- Text extract:
┏━━

How to Implement Faceted Search Using CMS-Structured Data

AdvancedGuide

TL;DR

Faceted search lets users filter results by multiple attributes simultaneously — such as category, price range, and tag. CMS-structured data is ideal for faceted search because fields are typed and queryable. With Sanity, you can power faceted search using GROQ for small datasets or sync to Algolia/Typesense for large-scale filtering.

Key Takeaways

Faceted search requires structured, typed fields — a key advantage of a headless CMS over HTML-based content.
For small datasets, use GROQ filters with multiple conditions to implement facets server-side.
For large datasets, sync Sanity content to Algolia or Typesense and use their faceting APIs.
Use Sanity webhooks to keep the search index in sync when content changes.
Sanity's structured content model makes it straightforward to define facet fields in the schema.

Faceted search is a filtering pattern that lets users narrow down a result set by selecting values across multiple independent dimensions — called facets — simultaneously. Think of an e-commerce site where you can filter by brand, price range, color, and rating all at once. Each active filter reduces the result set, and the available counts for remaining facets update dynamically.

Implementing faceted search well depends on one foundational requirement: your content must be structured. Unstructured HTML blobs cannot be faceted. A headless CMS like Sanity solves this at the schema level — every document has typed, named fields that can be queried, filtered, and aggregated.

┗━━

- Job a:
Duplicate the part of the faceted search guide that begins at the words "Key Takeaways" and stops after "in the schema.".

- Records:

┏━━

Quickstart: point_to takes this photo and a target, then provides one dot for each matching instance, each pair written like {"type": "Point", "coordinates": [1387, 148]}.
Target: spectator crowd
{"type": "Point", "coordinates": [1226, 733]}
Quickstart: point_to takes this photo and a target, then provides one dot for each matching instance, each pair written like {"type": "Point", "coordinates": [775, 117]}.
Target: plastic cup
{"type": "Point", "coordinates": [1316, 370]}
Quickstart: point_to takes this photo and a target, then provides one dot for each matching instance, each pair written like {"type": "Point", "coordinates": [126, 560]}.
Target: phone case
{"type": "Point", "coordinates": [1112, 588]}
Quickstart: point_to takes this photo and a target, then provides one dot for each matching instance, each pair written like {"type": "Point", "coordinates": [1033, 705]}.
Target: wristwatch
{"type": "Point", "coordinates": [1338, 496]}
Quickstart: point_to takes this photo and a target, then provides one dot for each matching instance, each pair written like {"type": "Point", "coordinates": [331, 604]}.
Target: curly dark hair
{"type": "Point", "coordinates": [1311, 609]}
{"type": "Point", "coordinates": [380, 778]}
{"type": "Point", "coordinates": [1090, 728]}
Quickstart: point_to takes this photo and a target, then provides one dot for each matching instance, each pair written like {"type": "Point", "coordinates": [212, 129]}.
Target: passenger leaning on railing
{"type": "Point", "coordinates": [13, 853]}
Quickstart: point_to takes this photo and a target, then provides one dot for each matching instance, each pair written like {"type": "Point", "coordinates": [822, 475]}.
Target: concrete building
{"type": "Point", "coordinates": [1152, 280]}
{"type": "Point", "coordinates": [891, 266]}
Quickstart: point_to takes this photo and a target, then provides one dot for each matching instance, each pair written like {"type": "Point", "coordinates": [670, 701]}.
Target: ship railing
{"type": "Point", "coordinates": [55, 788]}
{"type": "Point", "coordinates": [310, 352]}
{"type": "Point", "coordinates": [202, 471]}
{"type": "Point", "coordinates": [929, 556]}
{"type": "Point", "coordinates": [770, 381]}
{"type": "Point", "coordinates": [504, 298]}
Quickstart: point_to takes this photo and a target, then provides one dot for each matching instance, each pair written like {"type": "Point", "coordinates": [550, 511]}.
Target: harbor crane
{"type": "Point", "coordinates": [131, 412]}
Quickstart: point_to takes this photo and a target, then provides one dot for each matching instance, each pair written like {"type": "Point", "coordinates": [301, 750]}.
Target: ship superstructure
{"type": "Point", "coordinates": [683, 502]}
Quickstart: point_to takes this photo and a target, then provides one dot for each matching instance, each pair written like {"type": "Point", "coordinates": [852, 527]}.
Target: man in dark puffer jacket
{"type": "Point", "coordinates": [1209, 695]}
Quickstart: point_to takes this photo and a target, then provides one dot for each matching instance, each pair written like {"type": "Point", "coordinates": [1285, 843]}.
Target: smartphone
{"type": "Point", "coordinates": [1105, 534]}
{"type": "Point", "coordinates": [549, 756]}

┗━━

- Job b:
Pull out every line of the records that contains the string "ship", matching its case exactly.

- Task response a:
Key Takeaways

Faceted search requires structured, typed fields — a key advantage of a headless CMS over HTML-based content.
For small datasets, use GROQ filters with multiple conditions to implement facets server-side.
For large datasets, sync Sanity content to Algolia or Typesense and use their faceting APIs.
Use Sanity webhooks to keep the search index in sync when content changes.
Sanity's structured content model makes it straightforward to define facet fields in the schema.

- Task response b:
Target: ship railing
Target: ship superstructure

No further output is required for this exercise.